START PROVIDED MATERIAL

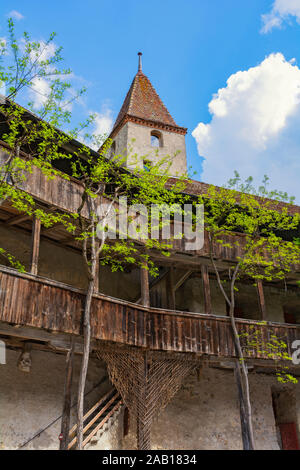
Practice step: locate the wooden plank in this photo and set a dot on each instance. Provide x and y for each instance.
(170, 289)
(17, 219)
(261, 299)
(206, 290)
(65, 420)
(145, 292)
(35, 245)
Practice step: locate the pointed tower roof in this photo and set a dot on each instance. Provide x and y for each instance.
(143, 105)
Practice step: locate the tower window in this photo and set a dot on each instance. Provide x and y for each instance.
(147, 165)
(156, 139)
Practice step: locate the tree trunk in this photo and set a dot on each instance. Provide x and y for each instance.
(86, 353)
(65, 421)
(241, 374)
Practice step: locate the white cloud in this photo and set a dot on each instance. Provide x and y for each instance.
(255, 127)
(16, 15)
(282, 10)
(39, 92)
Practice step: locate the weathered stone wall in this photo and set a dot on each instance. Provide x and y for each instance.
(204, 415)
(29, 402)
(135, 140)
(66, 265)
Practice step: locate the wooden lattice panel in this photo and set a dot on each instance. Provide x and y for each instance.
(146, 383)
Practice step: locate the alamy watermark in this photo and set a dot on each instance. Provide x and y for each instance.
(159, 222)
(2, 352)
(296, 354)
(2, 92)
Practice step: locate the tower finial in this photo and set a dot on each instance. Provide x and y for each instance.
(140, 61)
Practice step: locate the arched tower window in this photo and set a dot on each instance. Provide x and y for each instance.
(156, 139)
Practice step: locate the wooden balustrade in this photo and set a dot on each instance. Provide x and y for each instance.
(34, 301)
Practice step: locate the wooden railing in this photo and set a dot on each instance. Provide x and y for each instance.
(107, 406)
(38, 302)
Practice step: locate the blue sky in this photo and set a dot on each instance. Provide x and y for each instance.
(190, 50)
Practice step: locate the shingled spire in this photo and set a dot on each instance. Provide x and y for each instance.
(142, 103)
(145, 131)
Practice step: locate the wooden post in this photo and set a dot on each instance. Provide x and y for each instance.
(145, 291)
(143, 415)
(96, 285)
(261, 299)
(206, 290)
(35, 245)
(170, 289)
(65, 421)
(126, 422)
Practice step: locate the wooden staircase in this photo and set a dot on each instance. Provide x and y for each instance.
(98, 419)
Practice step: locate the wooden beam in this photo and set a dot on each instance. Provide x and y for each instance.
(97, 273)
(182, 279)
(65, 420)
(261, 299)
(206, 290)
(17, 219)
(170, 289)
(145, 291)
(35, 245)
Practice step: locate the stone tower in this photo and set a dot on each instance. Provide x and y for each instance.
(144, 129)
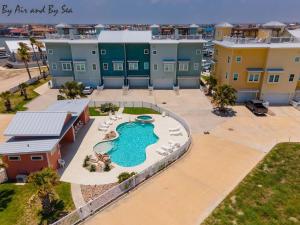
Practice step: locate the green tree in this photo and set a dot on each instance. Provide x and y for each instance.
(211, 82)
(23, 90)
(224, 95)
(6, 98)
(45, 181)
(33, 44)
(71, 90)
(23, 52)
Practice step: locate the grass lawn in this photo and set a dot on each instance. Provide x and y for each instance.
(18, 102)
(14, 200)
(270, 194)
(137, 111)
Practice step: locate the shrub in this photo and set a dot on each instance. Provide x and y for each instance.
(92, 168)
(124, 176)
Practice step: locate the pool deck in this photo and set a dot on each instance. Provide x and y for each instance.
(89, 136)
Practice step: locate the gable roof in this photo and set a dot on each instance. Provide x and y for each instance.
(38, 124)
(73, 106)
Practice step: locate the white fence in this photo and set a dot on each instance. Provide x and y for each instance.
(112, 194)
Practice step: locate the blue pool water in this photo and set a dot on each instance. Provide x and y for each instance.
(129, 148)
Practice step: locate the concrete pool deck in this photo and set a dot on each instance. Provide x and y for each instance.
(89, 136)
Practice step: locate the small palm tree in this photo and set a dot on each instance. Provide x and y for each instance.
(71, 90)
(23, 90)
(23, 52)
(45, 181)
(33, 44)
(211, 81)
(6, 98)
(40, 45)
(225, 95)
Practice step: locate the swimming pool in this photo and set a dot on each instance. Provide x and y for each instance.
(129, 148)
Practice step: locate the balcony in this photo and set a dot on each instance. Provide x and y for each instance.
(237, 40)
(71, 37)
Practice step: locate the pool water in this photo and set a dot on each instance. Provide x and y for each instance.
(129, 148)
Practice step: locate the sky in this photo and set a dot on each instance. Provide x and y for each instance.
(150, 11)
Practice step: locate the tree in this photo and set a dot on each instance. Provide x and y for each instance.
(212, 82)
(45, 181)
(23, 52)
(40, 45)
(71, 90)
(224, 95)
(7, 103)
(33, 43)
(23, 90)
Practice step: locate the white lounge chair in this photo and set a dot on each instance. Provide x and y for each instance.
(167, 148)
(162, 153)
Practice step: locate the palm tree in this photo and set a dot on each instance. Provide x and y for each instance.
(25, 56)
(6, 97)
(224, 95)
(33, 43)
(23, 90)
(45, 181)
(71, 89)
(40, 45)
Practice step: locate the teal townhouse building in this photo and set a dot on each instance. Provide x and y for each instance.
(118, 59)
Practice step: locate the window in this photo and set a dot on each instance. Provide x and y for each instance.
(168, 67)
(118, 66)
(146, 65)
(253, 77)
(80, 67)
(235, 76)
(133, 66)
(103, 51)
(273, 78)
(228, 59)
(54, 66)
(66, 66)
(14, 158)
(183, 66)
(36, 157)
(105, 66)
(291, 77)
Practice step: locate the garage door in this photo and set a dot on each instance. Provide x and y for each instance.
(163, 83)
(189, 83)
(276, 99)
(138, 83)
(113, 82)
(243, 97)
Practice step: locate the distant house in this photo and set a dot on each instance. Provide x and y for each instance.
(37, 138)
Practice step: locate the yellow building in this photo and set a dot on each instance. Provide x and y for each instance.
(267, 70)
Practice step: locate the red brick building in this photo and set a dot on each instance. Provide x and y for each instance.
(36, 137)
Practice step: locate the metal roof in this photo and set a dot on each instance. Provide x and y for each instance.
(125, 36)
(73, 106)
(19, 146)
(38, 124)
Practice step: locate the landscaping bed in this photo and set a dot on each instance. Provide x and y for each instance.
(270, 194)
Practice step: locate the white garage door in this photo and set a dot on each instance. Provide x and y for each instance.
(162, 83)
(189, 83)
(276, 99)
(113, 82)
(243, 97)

END PROVIDED MATERIAL

TASK TO CARRY OUT ->
Reproduce the lines above letter for letter. The pictures stay behind.

EXERCISE RESULT ->
Practice step: locate the wooden plank in this photo and set a dot on each instance. Provide x and y for each instance.
(170, 289)
(17, 219)
(261, 299)
(206, 290)
(65, 420)
(145, 292)
(35, 245)
Practice step: locate the pointed tower roof in this photo and set a dot on each instance. Provide x and y for each instance.
(143, 105)
Practice step: locate the tower window in this photo and set a dot on each instance. Provide x and y for each instance.
(147, 165)
(156, 139)
Practice step: locate the tree trunk in this photo and set a dot on each instance. Provide x and y for each instance.
(86, 353)
(65, 421)
(241, 374)
Practice step: locate the white cloud in this photo and set a dot on each instance. Provide x and y for each instance.
(255, 127)
(16, 15)
(282, 10)
(39, 92)
Practice step: locate the weathered stone wall in this photo and set a dot on each instance. Provide x and y for each instance.
(204, 415)
(29, 402)
(135, 140)
(66, 265)
Practice step: locate the wooden lattice panel in this photo and set a dot on each instance. Provide x and y for each instance.
(146, 383)
Practice step: locate the alamy watermark in this photo and set a dot on each instance. Provide x and y for each instance.
(159, 222)
(2, 352)
(296, 354)
(2, 92)
Practice step: locate the tower finial in this photo and set a dot on each instance. Provide x and y for each instance.
(140, 61)
Practice step: locate the arched tower window in this photo and set a dot on each instance. Provide x and y for each instance.
(156, 139)
Practice step: locate the wooden balustrade in this photo and set a dot on each instance. Provide x and y for each instance.
(34, 301)
Practice step: locate the wooden railing in this photo and set a dot on each instance. Provide x and y for each instance.
(107, 406)
(38, 302)
Practice step: locate the blue sky in this photo and set a dot on each instance. Provide x and y for each instance.
(190, 50)
Practice step: locate the shingled spire in this photo and set a dot on each instance. Provide x and y for each instance.
(142, 103)
(145, 131)
Practice step: locate the wooden post in this photo and set a dot on each instance. Provide x and y for each instance.
(145, 291)
(143, 415)
(96, 285)
(261, 299)
(206, 290)
(35, 245)
(170, 289)
(65, 421)
(126, 422)
Practice step: locate the wooden staircase in this photo and set a dot on each instance. Provide x and y for each instance.
(98, 419)
Practice step: locate the wooden beam in this photo and set a dot on each instance. Provide x and y for each instance.
(97, 273)
(182, 279)
(65, 420)
(261, 299)
(206, 290)
(17, 219)
(170, 289)
(145, 291)
(35, 245)
Practice step: locate the stone tower in this photo and set a dot on each instance. Provide x and y for each instance.
(144, 129)
Practice step: locate the green tree in this photo and set a dot on each instance. Provide x and y for each instance.
(211, 82)
(23, 90)
(224, 95)
(6, 98)
(45, 181)
(33, 44)
(71, 90)
(23, 52)
Practice step: locate the grass lawn in this photo and set a dot on each instance. Provide x and y for each instance.
(18, 102)
(14, 200)
(270, 194)
(137, 111)
Practice step: locate the shrub in this photo and set a dot on each instance. Provide x and y for each instance.
(92, 168)
(124, 176)
Practice step: locate the pool deck in this photo and set a dot on each instance. Provide x and y for each instance.
(89, 136)
Practice step: locate the gable roof in this photo and set a dot on each instance. Provide x and y for each instance.
(38, 124)
(73, 106)
Practice step: locate the white fence in this photo and set a dot on each instance. Provide x and y for each instance.
(112, 194)
Practice step: locate the blue pool water in this photo and set a dot on each instance. Provide x and y for each instance.
(129, 148)
Practice step: locate the concrete pool deck in this photo and set a dot on each instance. Provide x and y for each instance.
(89, 136)
Practice step: locate the small palm tree in this photo and set a dot on each instance. Provide x and y for each instance.
(71, 90)
(23, 90)
(23, 52)
(45, 181)
(33, 44)
(211, 81)
(6, 98)
(40, 45)
(225, 95)
Practice step: locate the swimming pool in this photo and set a dot on each instance. Provide x and y for each instance.
(129, 148)
Practice step: locate the balcony in this photo and set a dot on each instance. Provide x and y for each instance.
(237, 40)
(71, 37)
Practice step: locate the pool water in this photo and set a dot on each instance. Provide x and y for each instance.
(129, 148)
Practice step: locate the sky in this photo and set a dot on each instance. Provide x and y for each instance.
(150, 11)
Practice step: locate the tree in this photo and set a dot on each instance. Provide x and y for each instance.
(212, 82)
(45, 181)
(23, 52)
(40, 45)
(71, 90)
(224, 95)
(7, 103)
(33, 43)
(23, 90)
Practice step: locate the white lounge chair in this photo and set a dot on each instance. Provide x and y for each instance.
(167, 148)
(162, 153)
Practice step: locate the palm tree in this photo and set a dot on each instance. Provide x and y for each instance.
(25, 56)
(6, 97)
(224, 95)
(33, 43)
(23, 90)
(45, 181)
(71, 89)
(40, 45)
Practice step: locate the teal townhouse building in this photo and set a dot on each instance. Provide x and y for each instance.
(118, 59)
Practice step: locate the window in this photo and set a dot on each instance. Provide x and y for each instance.
(168, 67)
(118, 66)
(146, 65)
(253, 77)
(80, 67)
(235, 76)
(133, 66)
(103, 51)
(273, 78)
(228, 59)
(54, 66)
(66, 66)
(14, 158)
(183, 66)
(36, 157)
(105, 66)
(291, 77)
Practice step: locate the garage door in this photo and set a dot on each instance. Provide x and y for each instance.
(163, 83)
(189, 83)
(276, 99)
(138, 83)
(113, 82)
(243, 97)
Practice step: locate the distant house in this photo and set a dot on each instance. Provide x and y for each instance.
(37, 138)
Practice step: locate the yellow building in this photo and set a dot on each instance. Provide x and y for each instance.
(267, 70)
Practice step: locate the red brick building in this photo and set a dot on each instance. Provide x and y for each instance.
(36, 137)
Practice step: locate the metal roof in this photo and set a dot on each instance. Provide x and y for each instance.
(125, 36)
(73, 106)
(19, 146)
(38, 124)
Practice step: locate the landscaping bed in this photo and set a dot on each instance. Provide x and y for each instance.
(270, 194)
Practice step: locate the white garage door in this photo and set a dot on each instance. Provide x and y for each instance.
(162, 83)
(189, 83)
(276, 99)
(113, 82)
(243, 97)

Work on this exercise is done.